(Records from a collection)

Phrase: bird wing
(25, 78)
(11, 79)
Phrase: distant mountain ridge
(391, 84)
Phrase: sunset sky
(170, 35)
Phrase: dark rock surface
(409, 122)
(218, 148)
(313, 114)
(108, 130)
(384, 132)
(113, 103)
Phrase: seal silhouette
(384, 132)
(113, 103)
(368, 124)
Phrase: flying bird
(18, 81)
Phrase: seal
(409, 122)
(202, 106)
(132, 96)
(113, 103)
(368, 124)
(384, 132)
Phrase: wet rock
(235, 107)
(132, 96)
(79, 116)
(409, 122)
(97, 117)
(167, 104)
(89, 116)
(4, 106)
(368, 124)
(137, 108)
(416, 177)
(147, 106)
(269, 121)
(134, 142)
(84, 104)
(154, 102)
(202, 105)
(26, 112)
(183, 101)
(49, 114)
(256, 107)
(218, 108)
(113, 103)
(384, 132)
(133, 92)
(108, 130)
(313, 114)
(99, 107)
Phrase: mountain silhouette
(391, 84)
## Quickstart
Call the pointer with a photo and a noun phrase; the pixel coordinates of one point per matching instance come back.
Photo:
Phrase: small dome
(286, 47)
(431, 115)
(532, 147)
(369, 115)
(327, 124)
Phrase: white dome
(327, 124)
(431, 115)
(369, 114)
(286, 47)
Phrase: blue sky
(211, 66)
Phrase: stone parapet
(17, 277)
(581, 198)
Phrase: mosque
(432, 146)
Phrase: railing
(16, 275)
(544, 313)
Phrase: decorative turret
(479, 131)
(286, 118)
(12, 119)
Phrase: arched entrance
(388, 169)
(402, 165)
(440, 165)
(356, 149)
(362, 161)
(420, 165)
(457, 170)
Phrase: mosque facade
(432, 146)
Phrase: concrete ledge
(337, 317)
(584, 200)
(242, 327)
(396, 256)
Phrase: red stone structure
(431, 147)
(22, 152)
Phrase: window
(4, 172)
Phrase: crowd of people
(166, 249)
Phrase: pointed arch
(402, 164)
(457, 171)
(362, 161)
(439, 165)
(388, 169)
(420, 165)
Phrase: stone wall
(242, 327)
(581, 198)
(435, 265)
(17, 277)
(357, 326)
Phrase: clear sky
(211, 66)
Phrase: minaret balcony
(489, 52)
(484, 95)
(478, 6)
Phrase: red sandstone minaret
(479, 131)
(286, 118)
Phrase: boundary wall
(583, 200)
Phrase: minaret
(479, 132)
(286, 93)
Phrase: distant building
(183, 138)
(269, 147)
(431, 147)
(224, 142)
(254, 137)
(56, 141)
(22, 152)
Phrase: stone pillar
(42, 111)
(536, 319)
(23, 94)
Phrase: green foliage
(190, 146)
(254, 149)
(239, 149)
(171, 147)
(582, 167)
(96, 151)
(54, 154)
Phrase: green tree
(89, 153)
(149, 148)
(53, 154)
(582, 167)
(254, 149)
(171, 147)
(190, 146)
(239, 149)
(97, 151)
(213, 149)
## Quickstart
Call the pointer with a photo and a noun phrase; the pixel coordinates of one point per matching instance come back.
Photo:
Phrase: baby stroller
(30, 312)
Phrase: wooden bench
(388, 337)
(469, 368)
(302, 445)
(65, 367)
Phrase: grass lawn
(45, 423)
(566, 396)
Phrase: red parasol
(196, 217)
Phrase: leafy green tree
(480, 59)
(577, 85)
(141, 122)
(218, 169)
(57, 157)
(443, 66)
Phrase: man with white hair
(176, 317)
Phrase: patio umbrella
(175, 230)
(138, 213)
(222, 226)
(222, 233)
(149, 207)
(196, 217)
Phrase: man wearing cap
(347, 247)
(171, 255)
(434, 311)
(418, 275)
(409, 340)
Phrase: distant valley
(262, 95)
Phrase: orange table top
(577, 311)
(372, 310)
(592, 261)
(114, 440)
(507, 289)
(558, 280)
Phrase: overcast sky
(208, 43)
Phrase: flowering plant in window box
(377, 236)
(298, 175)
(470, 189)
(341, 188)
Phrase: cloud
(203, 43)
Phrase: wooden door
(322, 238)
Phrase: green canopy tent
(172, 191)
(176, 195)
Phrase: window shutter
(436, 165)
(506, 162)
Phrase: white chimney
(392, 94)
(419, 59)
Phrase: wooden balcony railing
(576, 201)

### Problem to solve
Could you write out all the records exactly, please?

### Response
Phrase: bird wing
(25, 78)
(11, 79)
Phrase: distant mountain ridge
(391, 84)
Phrase: sunset sky
(170, 35)
Phrase: dark rock surface
(409, 122)
(218, 148)
(313, 114)
(108, 130)
(384, 132)
(113, 103)
Phrase: seal silhouette
(384, 132)
(113, 103)
(368, 124)
Phrase: flying bird
(18, 81)
Phrase: seal
(409, 122)
(202, 106)
(132, 96)
(113, 103)
(368, 124)
(384, 132)
Phrase: wet rock
(235, 107)
(132, 96)
(79, 116)
(409, 122)
(97, 117)
(167, 104)
(89, 116)
(4, 106)
(368, 124)
(137, 108)
(416, 177)
(147, 106)
(269, 121)
(134, 142)
(84, 104)
(154, 102)
(202, 105)
(26, 112)
(183, 101)
(49, 114)
(256, 107)
(218, 108)
(113, 103)
(384, 132)
(133, 92)
(108, 130)
(313, 114)
(99, 107)
Phrase: mountain silhouette
(391, 84)
## Quickstart
Call the pointer with a photo and a noun phrase; the pixel coordinates of one point per matching instance come back.
Photo:
Phrase: small dome
(286, 47)
(431, 115)
(532, 147)
(369, 115)
(327, 124)
Phrase: white dome
(327, 124)
(431, 115)
(369, 114)
(286, 47)
Phrase: blue sky
(211, 66)
Phrase: stone parapet
(17, 277)
(581, 198)
Phrase: mosque
(432, 146)
Phrase: railing
(16, 275)
(544, 313)
Phrase: decorative turret
(479, 131)
(286, 118)
(12, 119)
Phrase: arched entrance
(388, 169)
(402, 165)
(440, 165)
(356, 149)
(362, 161)
(420, 165)
(457, 170)
Phrase: mosque facade
(432, 146)
Phrase: concrete ledge
(337, 317)
(584, 200)
(242, 327)
(396, 256)
Phrase: red stone structure
(431, 147)
(22, 152)
Phrase: window
(4, 172)
Phrase: crowd of people
(166, 249)
Phrase: pointed arch
(402, 164)
(457, 171)
(362, 161)
(439, 165)
(388, 169)
(420, 165)
Phrase: stone wall
(242, 327)
(581, 198)
(435, 265)
(17, 277)
(357, 326)
Phrase: clear sky
(211, 66)
Phrase: minaret balcony
(489, 52)
(484, 95)
(478, 6)
Phrase: red sandstone minaret
(479, 131)
(286, 118)
Phrase: boundary wall
(583, 200)
Phrase: minaret
(479, 132)
(286, 93)
Phrase: distant building
(183, 138)
(269, 147)
(431, 147)
(224, 142)
(254, 137)
(56, 141)
(22, 152)
Phrase: stone pillar
(42, 111)
(536, 319)
(23, 94)
Phrase: green foliage
(190, 146)
(254, 149)
(239, 149)
(171, 147)
(582, 167)
(96, 151)
(54, 154)
Phrase: green tree
(89, 153)
(149, 148)
(53, 154)
(582, 167)
(254, 149)
(171, 147)
(190, 146)
(239, 149)
(97, 151)
(213, 149)
## Quickstart
Call the pointer with a photo and a noun phrase; the pixel coordinates of one point per matching instance come back.
Photo:
Phrase: baby stroller
(30, 312)
Phrase: wooden bench
(388, 337)
(469, 368)
(302, 445)
(65, 367)
Phrase: grass lawn
(45, 423)
(566, 396)
Phrase: red parasol
(196, 217)
Phrase: leafy green tree
(480, 59)
(577, 85)
(141, 122)
(218, 169)
(57, 157)
(443, 66)
Phrase: man with white hair
(176, 317)
Phrase: patio umbrella
(175, 230)
(138, 213)
(222, 226)
(222, 233)
(149, 207)
(196, 217)
Phrase: man wearing cap
(347, 247)
(171, 255)
(434, 311)
(418, 275)
(409, 340)
Phrase: distant valley
(262, 95)
Phrase: orange table top
(577, 311)
(372, 310)
(592, 261)
(114, 440)
(507, 289)
(558, 280)
Phrase: overcast sky
(208, 43)
Phrase: flowering plant in window box
(377, 236)
(298, 175)
(470, 189)
(341, 188)
Phrase: cloud
(203, 43)
Phrase: wooden door
(322, 238)
Phrase: green canopy tent
(172, 191)
(176, 195)
Phrase: window shutter
(436, 165)
(506, 162)
Phrase: white chimney
(392, 94)
(419, 59)
Phrase: wooden balcony railing
(576, 201)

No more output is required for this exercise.